Source extract —
- - - - -

This is to be expected in a world in which underlying fundamentals continue to deteriorate and where the bulk of corporate activity focuses not on growth and expansion but on masking earning declines through the use of stock buybacks and levered dividends. Yet what has remained the same throughout this Fed-driven recovery (of the stock market, if not the economy), is the optimism surrounding the future. After all, if the the present is ugly, one has to at least project confidence and hope.
So how does the future look? The following several charts should summarize it quickly and painlessly.
First: the consensus forward EPS for the S&P - down, down, down.
But the constant "tapering" of optimism when it comes to fundamentals is only half the story. The other half is that these numbers would be even worse if the impact of stock buybacks was eliminated. From JPM:
The Divisor of the S&P500 Index is shown in Figure 5. This Divisor experienced a massive increase in the 1990s but started falling in 2004 due to strong buyback activity. Between 2004 and 2008 it fell by 7% or almost 2% per annual decline pace. It rose after Lehman due to large share issuance especially by financials and a drying up of share buyback activity. It started declining again in 2011 as share buybacks picked up. Since September 2011 the S&P500 Index Divisor is down by more than 2%.

- - - - -

Information shown —
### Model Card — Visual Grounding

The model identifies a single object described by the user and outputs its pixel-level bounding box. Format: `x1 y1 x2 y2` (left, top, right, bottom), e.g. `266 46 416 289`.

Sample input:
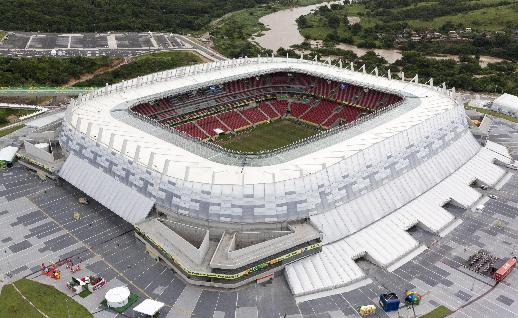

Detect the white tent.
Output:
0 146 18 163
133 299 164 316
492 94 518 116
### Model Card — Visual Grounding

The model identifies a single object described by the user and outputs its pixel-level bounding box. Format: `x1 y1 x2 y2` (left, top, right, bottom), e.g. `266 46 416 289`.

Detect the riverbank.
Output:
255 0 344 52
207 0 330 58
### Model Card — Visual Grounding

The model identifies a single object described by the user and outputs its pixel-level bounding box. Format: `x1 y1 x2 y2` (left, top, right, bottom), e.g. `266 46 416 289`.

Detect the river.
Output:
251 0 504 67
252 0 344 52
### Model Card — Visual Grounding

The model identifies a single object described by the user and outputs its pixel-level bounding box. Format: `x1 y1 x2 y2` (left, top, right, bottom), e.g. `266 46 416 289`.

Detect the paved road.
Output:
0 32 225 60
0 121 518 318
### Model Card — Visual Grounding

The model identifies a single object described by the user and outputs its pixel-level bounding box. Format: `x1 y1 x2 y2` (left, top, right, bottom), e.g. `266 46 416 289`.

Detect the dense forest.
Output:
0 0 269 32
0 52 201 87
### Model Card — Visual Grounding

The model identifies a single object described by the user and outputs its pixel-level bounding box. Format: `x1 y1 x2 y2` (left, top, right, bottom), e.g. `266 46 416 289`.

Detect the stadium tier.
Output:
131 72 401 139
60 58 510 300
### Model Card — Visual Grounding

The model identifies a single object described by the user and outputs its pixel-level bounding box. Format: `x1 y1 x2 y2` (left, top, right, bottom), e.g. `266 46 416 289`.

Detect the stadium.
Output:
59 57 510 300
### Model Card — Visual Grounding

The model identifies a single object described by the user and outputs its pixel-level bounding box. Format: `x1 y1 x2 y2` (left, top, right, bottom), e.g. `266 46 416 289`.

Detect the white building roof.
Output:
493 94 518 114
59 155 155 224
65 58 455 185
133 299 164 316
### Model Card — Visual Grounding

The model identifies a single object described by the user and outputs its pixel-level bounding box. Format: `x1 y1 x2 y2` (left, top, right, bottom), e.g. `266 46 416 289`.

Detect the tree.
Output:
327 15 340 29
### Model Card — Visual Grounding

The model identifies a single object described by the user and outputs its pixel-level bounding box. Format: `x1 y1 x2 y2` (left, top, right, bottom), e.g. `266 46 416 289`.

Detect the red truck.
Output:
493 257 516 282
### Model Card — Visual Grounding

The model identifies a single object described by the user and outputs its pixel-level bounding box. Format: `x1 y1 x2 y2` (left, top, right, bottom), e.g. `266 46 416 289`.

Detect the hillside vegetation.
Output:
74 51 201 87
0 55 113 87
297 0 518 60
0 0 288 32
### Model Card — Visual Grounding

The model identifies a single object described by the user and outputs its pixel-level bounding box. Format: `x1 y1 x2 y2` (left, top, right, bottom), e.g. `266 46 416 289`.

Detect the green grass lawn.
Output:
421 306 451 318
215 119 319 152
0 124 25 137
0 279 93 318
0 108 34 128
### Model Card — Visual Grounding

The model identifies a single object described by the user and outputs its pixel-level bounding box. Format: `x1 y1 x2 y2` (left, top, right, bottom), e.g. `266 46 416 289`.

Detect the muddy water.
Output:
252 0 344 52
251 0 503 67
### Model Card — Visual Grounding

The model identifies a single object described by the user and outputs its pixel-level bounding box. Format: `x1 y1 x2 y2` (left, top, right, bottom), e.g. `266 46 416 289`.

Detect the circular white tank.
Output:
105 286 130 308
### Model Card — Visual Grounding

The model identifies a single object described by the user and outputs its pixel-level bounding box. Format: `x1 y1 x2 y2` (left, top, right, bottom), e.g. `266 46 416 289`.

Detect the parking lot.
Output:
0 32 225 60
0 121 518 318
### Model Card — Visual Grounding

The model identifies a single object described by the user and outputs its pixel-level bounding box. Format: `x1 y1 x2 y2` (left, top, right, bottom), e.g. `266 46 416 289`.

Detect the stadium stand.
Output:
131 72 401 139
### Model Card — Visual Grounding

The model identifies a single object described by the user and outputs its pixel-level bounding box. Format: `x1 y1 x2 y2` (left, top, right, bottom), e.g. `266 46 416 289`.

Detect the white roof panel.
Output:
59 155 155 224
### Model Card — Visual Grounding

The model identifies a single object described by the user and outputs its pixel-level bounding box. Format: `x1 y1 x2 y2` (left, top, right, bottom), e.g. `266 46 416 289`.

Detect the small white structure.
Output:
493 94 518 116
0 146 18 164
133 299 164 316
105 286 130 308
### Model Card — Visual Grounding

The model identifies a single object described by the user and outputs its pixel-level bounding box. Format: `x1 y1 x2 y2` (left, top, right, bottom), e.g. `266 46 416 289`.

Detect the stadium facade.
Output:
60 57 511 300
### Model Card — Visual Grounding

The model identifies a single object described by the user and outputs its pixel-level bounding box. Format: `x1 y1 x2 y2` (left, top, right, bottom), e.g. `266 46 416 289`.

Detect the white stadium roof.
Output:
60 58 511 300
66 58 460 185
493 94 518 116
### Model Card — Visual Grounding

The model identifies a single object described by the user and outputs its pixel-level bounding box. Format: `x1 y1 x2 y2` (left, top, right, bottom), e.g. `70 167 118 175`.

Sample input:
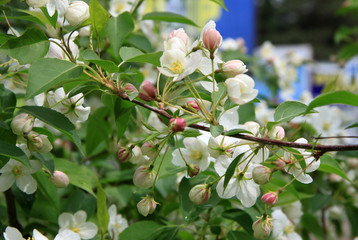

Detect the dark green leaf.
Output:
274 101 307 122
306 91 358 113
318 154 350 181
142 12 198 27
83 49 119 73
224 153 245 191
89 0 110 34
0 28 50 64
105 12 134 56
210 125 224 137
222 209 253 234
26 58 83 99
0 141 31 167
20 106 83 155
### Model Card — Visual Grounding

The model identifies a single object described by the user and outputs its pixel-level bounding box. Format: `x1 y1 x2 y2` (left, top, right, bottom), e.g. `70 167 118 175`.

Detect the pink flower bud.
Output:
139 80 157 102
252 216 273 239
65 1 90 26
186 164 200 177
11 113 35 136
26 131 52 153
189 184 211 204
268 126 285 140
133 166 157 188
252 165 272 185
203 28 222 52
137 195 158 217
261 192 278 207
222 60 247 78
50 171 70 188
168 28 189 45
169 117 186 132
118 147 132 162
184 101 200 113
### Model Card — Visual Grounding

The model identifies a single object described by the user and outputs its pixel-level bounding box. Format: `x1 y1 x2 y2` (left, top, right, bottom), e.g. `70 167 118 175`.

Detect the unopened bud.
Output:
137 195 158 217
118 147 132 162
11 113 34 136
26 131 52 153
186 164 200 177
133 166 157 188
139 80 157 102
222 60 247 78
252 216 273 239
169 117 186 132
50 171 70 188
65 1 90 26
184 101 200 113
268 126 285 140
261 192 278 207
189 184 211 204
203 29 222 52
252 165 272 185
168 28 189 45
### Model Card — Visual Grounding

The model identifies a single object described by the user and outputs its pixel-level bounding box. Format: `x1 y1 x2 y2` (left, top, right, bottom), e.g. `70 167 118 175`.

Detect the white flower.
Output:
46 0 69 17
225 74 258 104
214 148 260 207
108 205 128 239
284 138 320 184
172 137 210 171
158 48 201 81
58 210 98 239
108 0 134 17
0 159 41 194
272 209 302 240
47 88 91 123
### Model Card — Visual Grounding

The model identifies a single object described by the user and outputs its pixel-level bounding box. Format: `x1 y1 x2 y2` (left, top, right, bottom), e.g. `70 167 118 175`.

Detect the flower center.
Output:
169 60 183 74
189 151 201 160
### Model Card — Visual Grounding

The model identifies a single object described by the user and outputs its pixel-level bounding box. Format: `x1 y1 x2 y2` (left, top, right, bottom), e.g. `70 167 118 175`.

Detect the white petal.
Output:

- - - - -

Task to complete — Continue the commentary on shrinking S&P 500 earnings forecasts and stock buybacks, picking up right after its last sentence.

Task answer —
The fall in the S&P500 Index Divisor has helped the earnings picture in the US. Had the Divisor remained constant since Q3 2011, the 4-quarter rolling S&P500 Operating Earnings-Per-Share would have only risen by $1.50 instead of the reported $3.70 increase. The S&P500 Operating EPS has risen from $94.60 in Q3 2011 to $98.30 in Q1 2013. Indeed studies have found that managers tend to increase share buybacks in periods of slow earnings growth to boost EPS via shrinking the denominator, i.e. the number of shares.
In other words, applying a 16x multiple to the $2.20 EPS boost from buybacks alone, means 35 S&P points comes from balance sheet jiggering alone.
But while optimism when it comes to corporate profitability has tapered to say the least, it remains just as buyoant in other areas. Such as profit margins where there is hope the recent two year reversal will finally, well, reverse again.
So a wholesale margin renaissance according to Wall Street desperate to justify bubble valuations: nothing new there either.
Ok we'll bite - how do companies feel about the future. Apparently, not so hot:
Confused? Don't be: negative guidance preannouncements are at post Lehman highs. But why listen to companies when sellside research is always right.
But maybe we are missing something, and it is really a top-line growth story, with revenues poised to surprise to the upside. Well, no.
Sadly, there is no hope of a pick up in revenues either, which is perfectly logical: when companies don't invest in capital spending and future growth, this is the direct result.
Morgan Stanley admits as much: "If companies don’t invest in capital spending and research and development, they may maintain higher margins, but this lack of spending will not be a good catalyst for economic growth."
Alas, there is no economic growth, and in fact when stripping away buybacks, there would have been no EPS growth in Q1 either.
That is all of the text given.